Image location labeling entries:
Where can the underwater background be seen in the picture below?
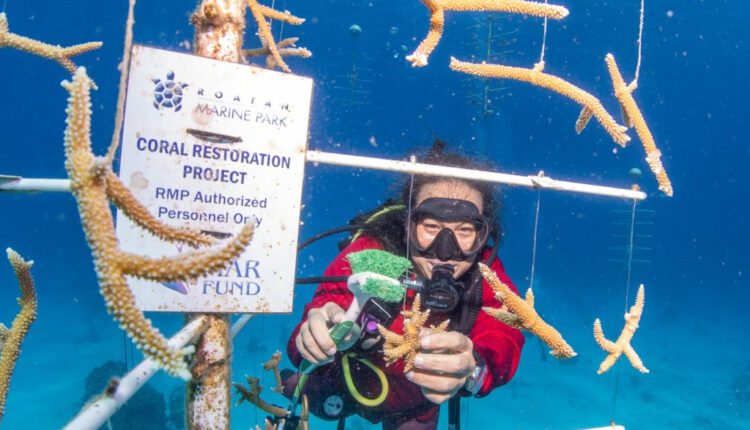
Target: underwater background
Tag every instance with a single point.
(368, 100)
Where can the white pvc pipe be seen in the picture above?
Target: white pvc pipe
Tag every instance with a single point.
(412, 167)
(14, 183)
(96, 414)
(25, 185)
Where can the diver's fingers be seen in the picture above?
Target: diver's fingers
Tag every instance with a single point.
(435, 397)
(459, 365)
(447, 341)
(318, 323)
(445, 384)
(311, 346)
(350, 339)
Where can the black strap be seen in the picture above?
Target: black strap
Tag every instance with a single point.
(454, 413)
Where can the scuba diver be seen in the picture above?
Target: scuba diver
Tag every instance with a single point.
(444, 226)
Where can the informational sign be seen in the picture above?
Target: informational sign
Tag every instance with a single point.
(211, 146)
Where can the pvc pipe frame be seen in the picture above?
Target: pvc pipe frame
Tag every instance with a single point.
(96, 414)
(18, 184)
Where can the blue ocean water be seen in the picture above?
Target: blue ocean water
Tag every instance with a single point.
(692, 91)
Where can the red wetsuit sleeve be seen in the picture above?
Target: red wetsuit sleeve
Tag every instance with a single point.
(497, 343)
(336, 292)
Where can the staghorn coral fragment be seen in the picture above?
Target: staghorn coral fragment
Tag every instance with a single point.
(536, 76)
(285, 47)
(121, 196)
(41, 49)
(622, 345)
(437, 19)
(252, 395)
(632, 115)
(407, 345)
(524, 316)
(88, 181)
(273, 364)
(260, 13)
(13, 337)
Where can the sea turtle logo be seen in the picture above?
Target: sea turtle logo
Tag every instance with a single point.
(168, 93)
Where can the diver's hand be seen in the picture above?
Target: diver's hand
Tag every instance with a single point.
(443, 366)
(314, 342)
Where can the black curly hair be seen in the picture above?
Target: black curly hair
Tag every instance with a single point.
(388, 226)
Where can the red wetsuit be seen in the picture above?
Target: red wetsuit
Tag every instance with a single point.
(498, 344)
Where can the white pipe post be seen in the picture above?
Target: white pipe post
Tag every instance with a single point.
(93, 416)
(219, 30)
(96, 414)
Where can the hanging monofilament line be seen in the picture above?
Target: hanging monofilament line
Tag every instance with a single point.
(536, 229)
(544, 39)
(281, 25)
(413, 159)
(627, 293)
(640, 44)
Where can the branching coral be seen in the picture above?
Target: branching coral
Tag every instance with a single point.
(633, 118)
(407, 345)
(220, 26)
(273, 365)
(523, 316)
(12, 338)
(536, 76)
(286, 48)
(437, 18)
(252, 394)
(615, 349)
(93, 183)
(260, 13)
(52, 52)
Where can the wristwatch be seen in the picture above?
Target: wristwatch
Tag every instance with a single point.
(476, 379)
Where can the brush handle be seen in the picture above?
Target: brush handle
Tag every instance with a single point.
(337, 333)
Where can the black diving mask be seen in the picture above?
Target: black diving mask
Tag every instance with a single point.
(446, 245)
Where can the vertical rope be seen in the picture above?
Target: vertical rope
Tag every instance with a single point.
(281, 25)
(124, 71)
(544, 39)
(408, 220)
(536, 230)
(640, 44)
(627, 293)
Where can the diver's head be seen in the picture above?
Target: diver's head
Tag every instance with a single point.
(450, 219)
(446, 227)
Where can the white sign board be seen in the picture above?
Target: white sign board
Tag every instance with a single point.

Instructions for the task: Output lines of the material as a JSON list of strings, one string per line and no blank lines. Begin at the line that contains "Where can the brush" and continue through the last line of the material.

Answer:
[
  "Where can the brush handle be seen in the picture above?",
  "Target: brush handle",
  "Tag every instance with a single point.",
  "(337, 333)",
  "Where can the black diving mask be seen in the picture above?",
  "Target: black diving mask",
  "Tag every instance with a single point.",
  "(446, 245)",
  "Where can the vertical rope be seen in the picture above?",
  "Target: vertical rope",
  "Tag every instance with a single point.",
  "(281, 25)",
  "(124, 71)",
  "(544, 39)",
  "(408, 220)",
  "(536, 230)",
  "(640, 44)",
  "(627, 293)",
  "Where can the diver's head be seen in the picture above?",
  "Target: diver's head",
  "Tag every instance with a single point.",
  "(450, 219)",
  "(446, 227)",
  "Where can the white sign board be seen in the picture above?",
  "Target: white sign board",
  "Tag every instance with a single point."
]